## Instructions to follow
Quote the entries in full, character for character, without their images.

## Material for this exercise
[Start of Attachment]

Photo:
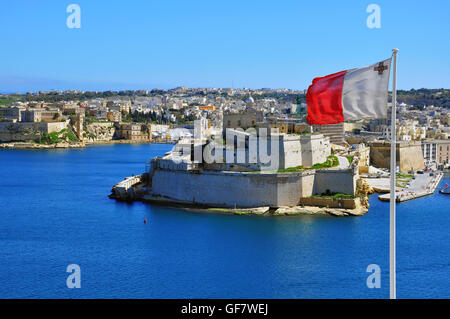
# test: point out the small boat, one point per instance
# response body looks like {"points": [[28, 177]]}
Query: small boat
{"points": [[445, 190]]}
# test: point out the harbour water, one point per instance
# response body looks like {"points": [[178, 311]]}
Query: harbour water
{"points": [[55, 211]]}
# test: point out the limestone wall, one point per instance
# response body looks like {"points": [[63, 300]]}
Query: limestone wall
{"points": [[24, 131], [408, 154], [335, 181], [227, 189], [99, 132]]}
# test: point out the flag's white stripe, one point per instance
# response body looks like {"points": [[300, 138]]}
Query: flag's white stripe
{"points": [[365, 92]]}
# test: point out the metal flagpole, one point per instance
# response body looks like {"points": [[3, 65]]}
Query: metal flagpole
{"points": [[392, 280]]}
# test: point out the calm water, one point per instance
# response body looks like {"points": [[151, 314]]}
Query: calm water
{"points": [[55, 212]]}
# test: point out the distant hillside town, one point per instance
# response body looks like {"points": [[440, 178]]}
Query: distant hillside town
{"points": [[65, 118]]}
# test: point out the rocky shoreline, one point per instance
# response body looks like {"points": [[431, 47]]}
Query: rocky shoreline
{"points": [[25, 145], [280, 211]]}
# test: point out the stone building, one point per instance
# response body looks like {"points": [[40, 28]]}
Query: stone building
{"points": [[135, 131], [443, 151], [334, 131], [409, 155]]}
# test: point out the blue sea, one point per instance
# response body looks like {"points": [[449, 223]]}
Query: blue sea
{"points": [[55, 211]]}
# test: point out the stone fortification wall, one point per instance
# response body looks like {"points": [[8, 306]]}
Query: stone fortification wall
{"points": [[243, 189], [408, 154], [24, 131]]}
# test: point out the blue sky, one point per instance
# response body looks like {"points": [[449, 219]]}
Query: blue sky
{"points": [[279, 44]]}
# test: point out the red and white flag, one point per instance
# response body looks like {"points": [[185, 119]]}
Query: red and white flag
{"points": [[349, 95]]}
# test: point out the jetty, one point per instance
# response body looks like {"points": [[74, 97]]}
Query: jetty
{"points": [[422, 185]]}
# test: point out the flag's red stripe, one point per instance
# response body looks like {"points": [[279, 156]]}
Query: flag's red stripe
{"points": [[323, 99]]}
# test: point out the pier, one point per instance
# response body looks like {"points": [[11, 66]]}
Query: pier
{"points": [[423, 185]]}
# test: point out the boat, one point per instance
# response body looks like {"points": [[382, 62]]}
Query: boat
{"points": [[445, 190]]}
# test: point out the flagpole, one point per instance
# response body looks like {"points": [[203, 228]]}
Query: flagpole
{"points": [[392, 280]]}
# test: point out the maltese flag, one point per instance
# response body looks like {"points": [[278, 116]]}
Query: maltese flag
{"points": [[349, 95]]}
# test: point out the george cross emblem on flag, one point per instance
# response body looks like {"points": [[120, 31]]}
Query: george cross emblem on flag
{"points": [[380, 68]]}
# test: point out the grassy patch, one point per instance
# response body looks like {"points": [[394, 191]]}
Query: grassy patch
{"points": [[57, 137], [335, 196]]}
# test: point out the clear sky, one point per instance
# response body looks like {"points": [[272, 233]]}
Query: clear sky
{"points": [[279, 44]]}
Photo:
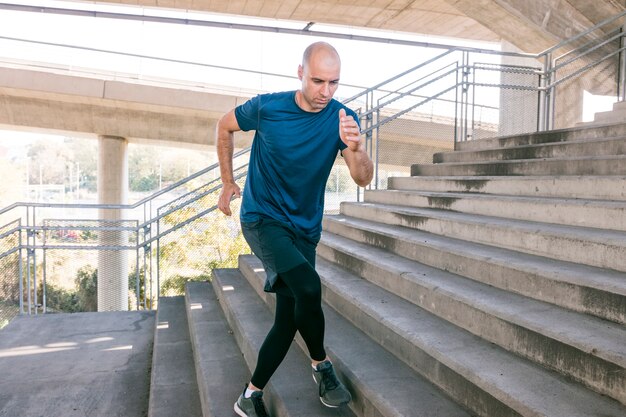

[End of Attachment]

## The completed task
Photo:
# test: point out the small boat, one point per instance
# response body looks like {"points": [[28, 177]]}
Query: small boat
{"points": [[445, 190]]}
# test: point out the harbour water, one point per instance
# response body looks like {"points": [[178, 311]]}
Query: harbour water
{"points": [[55, 211]]}
# test: point out the limestone wall, one point per instance
# response body looks like {"points": [[63, 300]]}
Query: limestone wall
{"points": [[24, 131], [408, 154], [335, 181], [227, 189], [99, 132]]}
# test: point out the flag's white stripe, one point per instance
# response body looks like {"points": [[300, 138]]}
Query: flag's white stripe
{"points": [[365, 92]]}
# test: point out the metal flagpole, one point per instance
# response body looks like {"points": [[3, 65]]}
Query: metal flagpole
{"points": [[392, 280]]}
# test: point out the calm water, one point per instance
# response body looks like {"points": [[151, 314]]}
Query: calm water
{"points": [[55, 212]]}
# test: point out the distant hillside town, one point per instance
# response body looks like {"points": [[440, 178]]}
Query: distant hillside town
{"points": [[65, 118]]}
# test: point out the rocky shoreline, one point per instance
# response body looks like {"points": [[431, 47]]}
Query: rocky shoreline
{"points": [[25, 145], [280, 211]]}
# test: point out the stone building, one point per instance
# response body looks like {"points": [[40, 28]]}
Query: stone building
{"points": [[135, 131], [443, 151], [334, 131], [409, 155]]}
# test: point out the blue sea, one point per instance
# response body looks like {"points": [[449, 223]]}
Query: blue sea
{"points": [[55, 211]]}
# test: point out the stone fortification wall, one point per instance
# response body looks like {"points": [[8, 306]]}
Query: stone fortification wall
{"points": [[243, 189], [408, 154], [24, 131]]}
# test: point out the blue sky, one point per instance
# response body looks like {"points": [[449, 219]]}
Query: blue sky
{"points": [[279, 44]]}
# test: point out the red and white flag, one point per instance
# response body looks like {"points": [[185, 119]]}
Query: red and white flag
{"points": [[349, 95]]}
# test: point out the jetty, one point per instance
# response body looks like {"points": [[74, 97]]}
Query: jetty
{"points": [[422, 185]]}
# test: point out the flag's red stripe, one point per instance
# response body looks like {"points": [[279, 156]]}
Query: flag's red stripe
{"points": [[323, 99]]}
# test: point out the pier, one point per instance
# response body looks like {"points": [[11, 66]]}
Query: pier
{"points": [[423, 185]]}
# test: point out the boat, one point per instance
# response body looks like {"points": [[382, 62]]}
Query: boat
{"points": [[445, 190]]}
# test: point out the flagpole, one point per instance
# response body looks like {"points": [[203, 228]]}
Query: flagpole
{"points": [[392, 280]]}
# test: point out the maltese flag, one point per instance
# response body looks like {"points": [[278, 116]]}
Query: maltese flag
{"points": [[349, 95]]}
# test: point out the george cross emblem on flag, one point per instance
# response body looks like {"points": [[120, 31]]}
Query: george cross emblem on flag
{"points": [[380, 68]]}
# test: point out the grassy patch, one point per instance
# response body looks like {"points": [[394, 191]]}
Query: grassy patch
{"points": [[57, 137], [335, 196]]}
# test: point out the clear sky, one point per instance
# response body looks like {"points": [[272, 233]]}
Query: clear sky
{"points": [[279, 44]]}
Photo:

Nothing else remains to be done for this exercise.